What is required: In each of the records below, replace "fabric panel" with "cloth panel" and leave everything else unchanged. Omit the pictures from your answer.

Records of labeled points:
START

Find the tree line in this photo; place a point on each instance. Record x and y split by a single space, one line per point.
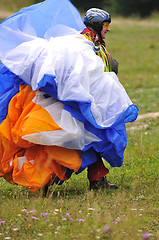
142 8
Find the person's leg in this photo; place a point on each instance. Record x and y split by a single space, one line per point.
97 175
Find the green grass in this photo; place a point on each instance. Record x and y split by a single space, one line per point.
134 207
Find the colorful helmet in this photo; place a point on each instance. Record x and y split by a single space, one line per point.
95 17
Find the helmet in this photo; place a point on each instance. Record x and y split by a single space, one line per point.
95 17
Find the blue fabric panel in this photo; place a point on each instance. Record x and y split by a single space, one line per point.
9 86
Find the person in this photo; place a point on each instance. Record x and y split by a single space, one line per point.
60 112
97 23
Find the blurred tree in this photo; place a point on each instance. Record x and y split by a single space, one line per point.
141 8
86 4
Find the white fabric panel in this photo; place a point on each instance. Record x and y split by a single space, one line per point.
73 135
79 74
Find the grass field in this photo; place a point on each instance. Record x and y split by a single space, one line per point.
71 211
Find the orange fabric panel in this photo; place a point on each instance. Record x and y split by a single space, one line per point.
47 165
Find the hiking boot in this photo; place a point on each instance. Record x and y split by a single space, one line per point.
102 184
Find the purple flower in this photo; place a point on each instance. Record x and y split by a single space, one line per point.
1 222
25 211
44 214
81 220
114 223
35 218
118 220
33 211
107 229
146 235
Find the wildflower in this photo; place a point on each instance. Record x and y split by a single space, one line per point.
15 229
146 235
1 222
118 220
114 222
35 218
107 229
81 220
25 211
33 211
40 234
44 214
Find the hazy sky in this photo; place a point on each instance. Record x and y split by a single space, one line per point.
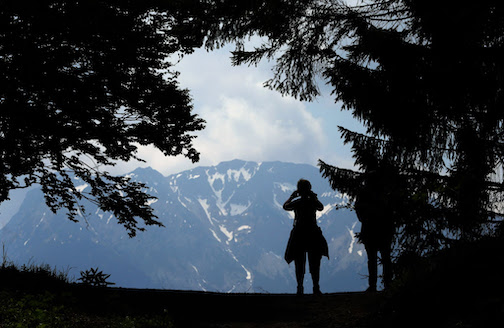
245 120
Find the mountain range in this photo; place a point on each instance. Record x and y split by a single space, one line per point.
224 230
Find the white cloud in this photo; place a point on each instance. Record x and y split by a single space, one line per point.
247 121
244 119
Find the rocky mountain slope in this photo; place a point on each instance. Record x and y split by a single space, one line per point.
225 230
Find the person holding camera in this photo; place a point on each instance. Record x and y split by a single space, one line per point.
306 236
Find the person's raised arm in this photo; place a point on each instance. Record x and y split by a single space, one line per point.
288 203
318 204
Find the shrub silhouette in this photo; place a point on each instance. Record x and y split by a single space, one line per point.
93 277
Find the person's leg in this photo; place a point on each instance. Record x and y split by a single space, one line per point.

END

Correct output:
Find the tree line in this photo; place a point on each instance. Record x and y split by a single space, one line per point.
142 8
Find the person's leg in this photo; place a point on each instance. Record x and y split by a single space, one line per point.
97 175
Find the green grass in this photo; place a point on each instance. Record x and y split by a single space, one line per point.
134 207
Find the colorful helmet in this photo; place a point on each instance. Record x and y split by a single space, one line per point.
95 17
Find the helmet in this photo; place a point on each instance. Record x and y split by a single space, one line per point.
95 17
Find the blue cloth panel in this photo; place a point on each instance. Record x and y split by a single space, one line per point.
9 86
Find the person in this photo; place a point on each instance. Record x and y split by a single space, one line per point.
60 112
97 23
Find the blurred tree in this photo; place a point on each instance. Record x and y split by a single space, one line per point.
141 8
86 4
Find the white cloth panel in this photo; place a point on each instance. Record x and y split by a single space, one line per point.
73 135
79 74
Find the grass field in this photo; place a point on each instance. Record x and y split by a single space, one line per point.
71 211
Find the orange cloth panel in this photo; place a point on each instance. Record x and y split by a single space, one line per point.
47 165
Find the hiking boot in this photo; place a point on each instance. Record x and y split by a single space, one line per point.
102 184
Find the purple flower in this photo; place a point on each instance. Record x and y split by a single space, one line per point.
1 222
25 211
44 214
81 220
114 223
35 218
118 220
33 211
107 229
146 235
Find the wildflower in this photo; place a point on each instance. Record x and y split by a single space, one line per point.
15 229
146 235
1 222
118 220
114 222
35 218
107 229
81 220
25 211
33 211
40 234
44 214
Find the hazy sky in this photo; place a point on each instance. Record x and y split by a single space, one line per point.
245 120
Find the mountain range in this photo; place a point on each instance. Record x and y split by a single space, one line per point.
224 230
Find the white cloud in this photo; place a point on each instance. Record x and y split by a single space, one line per point.
247 121
244 119
Find the rocky mountain slope in this photo; place a point on each instance. Record x and y split by a single space, one line per point.
225 230
Find the person holding camera in this photo; place a point on each instance. Record x and y split by a single space, one line per point.
306 236
Find the person's raised arm in this photo; place a point on each instance. Record x and y split by a single space, one line per point.
288 203
318 204
Find the shrub silhouette in this photo; place a point on each instance. Record x and y split by a single space, one line per point.
93 277
Find the person's leg in this photo; place a point on each instance. Record x and y split by a single space, one line per point.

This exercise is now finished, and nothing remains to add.